------ Artikel ------

217 Vom Wiederfinden(2)
Nachlese und Ausblick Expo Mailand 2015
Im Folgenden ist eine Rede abgedruckt, die ich am 13.Mai 2016 um 19.30h auszugsweise in der Stuttgarter GEDOK-Galerie gehalten habe. Anlass war die Vernissage einer Ausstellung von Marianne Pape. Musikalisch umrahmt wurde die Veranstaltung von Álvaro Tinjaca(Counter-Tenor) sowie Evgeny Alexeev(Klavier), die meine Renaissance-Lieder wieder zur Aufführung gebracht haben.
Wieder veröffentlicht ist der Text in dem am 3.Juni an gleicher Stelle erstmals vorgestellten neuen AtelierExpoBuch I “Vom Wiederfinden“(zusammen mit Marianne Pape).
Genau gegenüber dem alten Theaterhaus in Stuttgart-Wangen stand ein Polizeigebäude, groß, mehrgeschossig, sogar mit “Verwahrräumen” im dritten Stock. In zwei davon bin ich schließlich nach Umbau- und Renovierungsarbeiten mit meinem Schreibbüro eingezogen.
Auch in der für Stuttgarter Verhältnisse durchaus spektakulären Wagenhallen-Künstlerkolonie in Stuttgart-Nord wohnte ich bereits neben dem Atelier von Marianne Pape. Das Schicksal hatte uns auch in Wangen wieder zusammen geführt. “Komm doch einmal in meinem neuen Atelier vorbei”, hat die Künstlerin mich eingeladen. Gesagt, getan – schon stehe ich in diesem großen, überdimensional großen Raum, in direkter Nachbarschaft zu einem Kutschen-Sammler (auch das gibt es hierzulande), einem Katameran-Künstler (er baut dort an seinem Lebenswerk) und einem Fan für alte Rennwagen, die wieder verkehrstauglich gemacht werden sollen. Eine illustre und sehr inspirierende Nachbarschaft, kann man wohl sagen.

------

_Deine Aufgabe:_
Schreib den Abschnitt des Artikels, der mit den Worten „Nachlese und Ausblick“ beginnt und mit „Aufführung gebracht haben.“ endet, noch einmal ab. Setz dabei „Eröffnung“ an die Stelle von „Vernissage“.

------ Rohdaten ------

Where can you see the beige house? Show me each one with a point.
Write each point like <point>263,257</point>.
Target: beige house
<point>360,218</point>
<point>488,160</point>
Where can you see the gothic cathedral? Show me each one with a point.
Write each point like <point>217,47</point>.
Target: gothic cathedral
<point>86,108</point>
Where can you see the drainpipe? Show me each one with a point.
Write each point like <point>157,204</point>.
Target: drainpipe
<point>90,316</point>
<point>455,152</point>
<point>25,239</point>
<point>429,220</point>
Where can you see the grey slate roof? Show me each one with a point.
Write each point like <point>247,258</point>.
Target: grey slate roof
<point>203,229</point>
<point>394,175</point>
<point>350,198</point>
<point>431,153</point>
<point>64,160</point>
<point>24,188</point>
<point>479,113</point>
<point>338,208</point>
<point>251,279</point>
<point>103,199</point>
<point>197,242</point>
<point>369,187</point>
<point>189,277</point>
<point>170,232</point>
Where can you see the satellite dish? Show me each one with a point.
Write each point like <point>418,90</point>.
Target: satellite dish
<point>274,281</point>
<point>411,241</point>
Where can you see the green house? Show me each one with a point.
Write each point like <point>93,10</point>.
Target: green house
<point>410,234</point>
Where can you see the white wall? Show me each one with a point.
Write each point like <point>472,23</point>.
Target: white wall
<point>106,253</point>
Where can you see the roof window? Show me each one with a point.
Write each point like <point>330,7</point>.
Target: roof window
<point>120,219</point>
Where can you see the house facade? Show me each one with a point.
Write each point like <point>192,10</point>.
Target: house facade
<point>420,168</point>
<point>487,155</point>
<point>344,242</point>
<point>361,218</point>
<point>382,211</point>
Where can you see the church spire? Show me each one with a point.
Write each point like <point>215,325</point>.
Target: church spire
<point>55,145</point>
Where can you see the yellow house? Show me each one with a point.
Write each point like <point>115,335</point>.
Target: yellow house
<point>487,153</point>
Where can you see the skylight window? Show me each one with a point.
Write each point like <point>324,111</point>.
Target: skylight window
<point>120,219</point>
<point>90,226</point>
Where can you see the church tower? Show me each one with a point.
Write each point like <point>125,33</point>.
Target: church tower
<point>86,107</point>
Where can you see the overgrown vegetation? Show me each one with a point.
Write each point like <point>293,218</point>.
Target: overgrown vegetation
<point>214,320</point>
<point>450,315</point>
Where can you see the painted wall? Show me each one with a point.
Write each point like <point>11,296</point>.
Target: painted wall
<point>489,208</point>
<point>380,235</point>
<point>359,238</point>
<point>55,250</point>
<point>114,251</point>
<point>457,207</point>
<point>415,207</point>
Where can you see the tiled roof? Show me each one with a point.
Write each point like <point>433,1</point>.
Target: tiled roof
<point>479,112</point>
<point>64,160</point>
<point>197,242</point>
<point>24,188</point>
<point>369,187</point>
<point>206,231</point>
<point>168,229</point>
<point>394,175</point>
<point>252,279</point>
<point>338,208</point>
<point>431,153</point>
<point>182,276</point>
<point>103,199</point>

------
------ Rohdaten ------

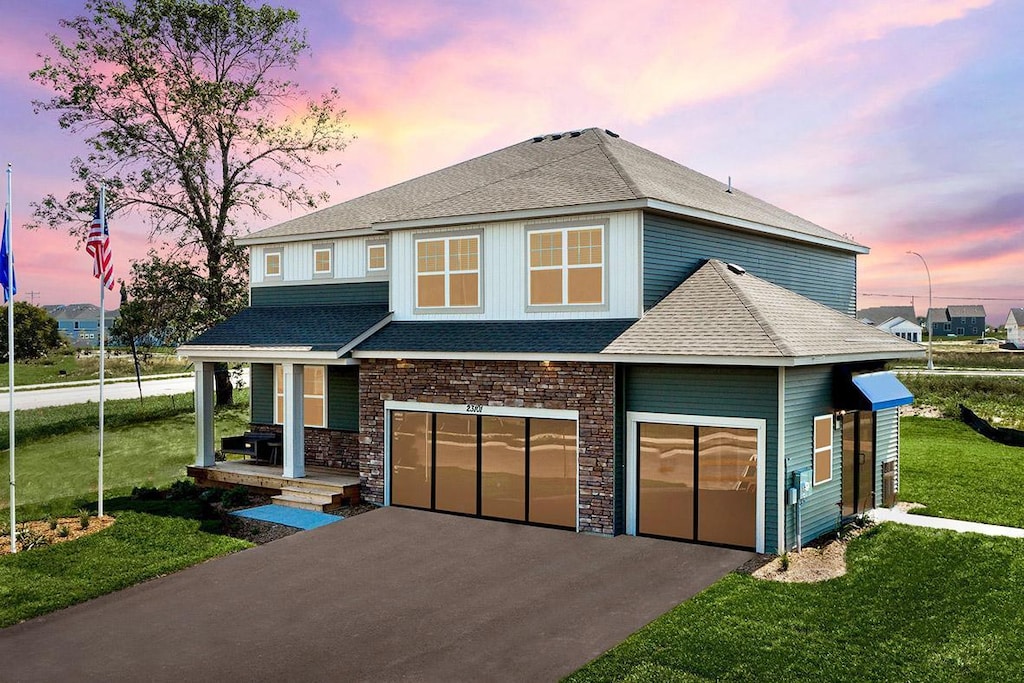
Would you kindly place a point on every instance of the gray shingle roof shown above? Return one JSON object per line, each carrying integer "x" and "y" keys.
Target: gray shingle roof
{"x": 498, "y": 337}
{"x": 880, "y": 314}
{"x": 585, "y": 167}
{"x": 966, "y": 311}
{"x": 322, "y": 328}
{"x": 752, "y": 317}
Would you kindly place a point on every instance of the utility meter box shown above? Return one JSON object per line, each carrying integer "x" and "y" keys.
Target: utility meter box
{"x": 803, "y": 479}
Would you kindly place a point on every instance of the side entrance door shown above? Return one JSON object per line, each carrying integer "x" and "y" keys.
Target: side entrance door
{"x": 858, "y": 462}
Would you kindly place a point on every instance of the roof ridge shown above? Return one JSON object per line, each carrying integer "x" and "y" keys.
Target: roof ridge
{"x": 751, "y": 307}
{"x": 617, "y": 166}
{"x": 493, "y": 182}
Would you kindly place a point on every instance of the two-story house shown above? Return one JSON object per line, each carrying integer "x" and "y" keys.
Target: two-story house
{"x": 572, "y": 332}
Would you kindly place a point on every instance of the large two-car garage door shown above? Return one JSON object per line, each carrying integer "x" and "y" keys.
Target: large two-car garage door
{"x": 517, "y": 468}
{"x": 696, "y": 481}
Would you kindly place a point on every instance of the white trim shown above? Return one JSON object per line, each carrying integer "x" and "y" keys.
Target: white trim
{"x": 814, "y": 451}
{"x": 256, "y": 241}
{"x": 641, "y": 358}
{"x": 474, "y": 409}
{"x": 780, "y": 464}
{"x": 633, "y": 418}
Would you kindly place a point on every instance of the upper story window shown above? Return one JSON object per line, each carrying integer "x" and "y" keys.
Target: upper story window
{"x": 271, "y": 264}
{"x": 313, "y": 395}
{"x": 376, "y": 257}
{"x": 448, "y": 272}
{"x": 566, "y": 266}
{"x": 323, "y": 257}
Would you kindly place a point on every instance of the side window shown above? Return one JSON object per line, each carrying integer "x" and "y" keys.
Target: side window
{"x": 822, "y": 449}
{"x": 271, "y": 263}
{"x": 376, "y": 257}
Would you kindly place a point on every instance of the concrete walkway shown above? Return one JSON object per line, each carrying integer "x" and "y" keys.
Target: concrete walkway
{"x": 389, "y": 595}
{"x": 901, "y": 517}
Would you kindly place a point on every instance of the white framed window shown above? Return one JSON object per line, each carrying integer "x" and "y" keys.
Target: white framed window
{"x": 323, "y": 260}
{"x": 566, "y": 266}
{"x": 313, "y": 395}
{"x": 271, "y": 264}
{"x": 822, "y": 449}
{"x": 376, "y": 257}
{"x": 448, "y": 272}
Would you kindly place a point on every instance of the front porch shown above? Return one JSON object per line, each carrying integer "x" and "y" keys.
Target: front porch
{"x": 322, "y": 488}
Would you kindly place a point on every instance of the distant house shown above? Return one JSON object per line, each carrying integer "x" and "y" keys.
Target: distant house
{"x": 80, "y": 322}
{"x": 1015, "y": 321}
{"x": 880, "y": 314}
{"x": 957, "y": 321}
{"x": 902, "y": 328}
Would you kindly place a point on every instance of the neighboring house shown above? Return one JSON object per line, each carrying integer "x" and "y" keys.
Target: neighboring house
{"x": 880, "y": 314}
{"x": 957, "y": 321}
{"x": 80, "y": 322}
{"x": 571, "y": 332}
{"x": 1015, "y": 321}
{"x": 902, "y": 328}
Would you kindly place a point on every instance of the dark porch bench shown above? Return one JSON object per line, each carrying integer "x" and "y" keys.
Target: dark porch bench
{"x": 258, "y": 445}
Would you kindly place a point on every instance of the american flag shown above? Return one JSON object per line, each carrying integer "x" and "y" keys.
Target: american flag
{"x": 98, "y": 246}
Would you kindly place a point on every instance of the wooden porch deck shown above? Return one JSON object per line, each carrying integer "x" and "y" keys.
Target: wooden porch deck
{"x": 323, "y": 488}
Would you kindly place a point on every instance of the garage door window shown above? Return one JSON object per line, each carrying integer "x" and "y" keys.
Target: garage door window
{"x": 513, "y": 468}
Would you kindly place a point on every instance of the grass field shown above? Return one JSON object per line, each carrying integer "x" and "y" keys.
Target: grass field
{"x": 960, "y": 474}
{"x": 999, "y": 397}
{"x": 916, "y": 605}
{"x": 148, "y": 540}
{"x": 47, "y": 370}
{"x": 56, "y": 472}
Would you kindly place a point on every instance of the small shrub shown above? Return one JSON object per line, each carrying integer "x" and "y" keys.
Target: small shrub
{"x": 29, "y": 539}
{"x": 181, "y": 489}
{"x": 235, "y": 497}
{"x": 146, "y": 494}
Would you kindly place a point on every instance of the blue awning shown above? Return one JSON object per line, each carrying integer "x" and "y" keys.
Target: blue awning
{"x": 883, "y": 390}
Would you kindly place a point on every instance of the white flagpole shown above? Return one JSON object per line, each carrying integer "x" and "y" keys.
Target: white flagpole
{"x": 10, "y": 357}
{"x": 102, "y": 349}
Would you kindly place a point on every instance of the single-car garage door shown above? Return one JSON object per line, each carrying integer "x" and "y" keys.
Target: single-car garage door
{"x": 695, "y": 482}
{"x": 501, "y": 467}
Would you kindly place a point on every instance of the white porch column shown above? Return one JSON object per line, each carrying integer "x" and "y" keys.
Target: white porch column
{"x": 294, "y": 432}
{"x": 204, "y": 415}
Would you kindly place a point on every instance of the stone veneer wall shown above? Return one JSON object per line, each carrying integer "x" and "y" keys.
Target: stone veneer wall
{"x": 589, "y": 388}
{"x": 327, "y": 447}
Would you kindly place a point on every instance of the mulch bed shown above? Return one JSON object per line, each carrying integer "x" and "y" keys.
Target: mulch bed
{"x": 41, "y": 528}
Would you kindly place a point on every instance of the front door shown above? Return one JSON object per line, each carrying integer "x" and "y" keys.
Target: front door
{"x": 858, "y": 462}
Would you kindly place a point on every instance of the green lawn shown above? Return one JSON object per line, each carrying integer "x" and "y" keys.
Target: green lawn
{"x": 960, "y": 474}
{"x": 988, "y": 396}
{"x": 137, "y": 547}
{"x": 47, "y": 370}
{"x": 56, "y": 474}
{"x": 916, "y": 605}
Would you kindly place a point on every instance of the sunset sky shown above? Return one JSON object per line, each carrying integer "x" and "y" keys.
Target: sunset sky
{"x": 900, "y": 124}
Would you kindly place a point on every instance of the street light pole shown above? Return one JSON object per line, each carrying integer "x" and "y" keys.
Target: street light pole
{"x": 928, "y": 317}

------

_Die Antwort:_
Nachlese und Ausblick Expo Mailand 2015
Im Folgenden ist eine Rede abgedruckt, die ich am 13.Mai 2016 um 19.30h auszugsweise in der Stuttgarter GEDOK-Galerie gehalten habe. Anlass war die Eröffnung einer Ausstellung von Marianne Pape. Musikalisch umrahmt wurde die Veranstaltung von Álvaro Tinjaca(Counter-Tenor) sowie Evgeny Alexeev(Klavier), die meine Renaissance-Lieder wieder zur Aufführung gebracht haben.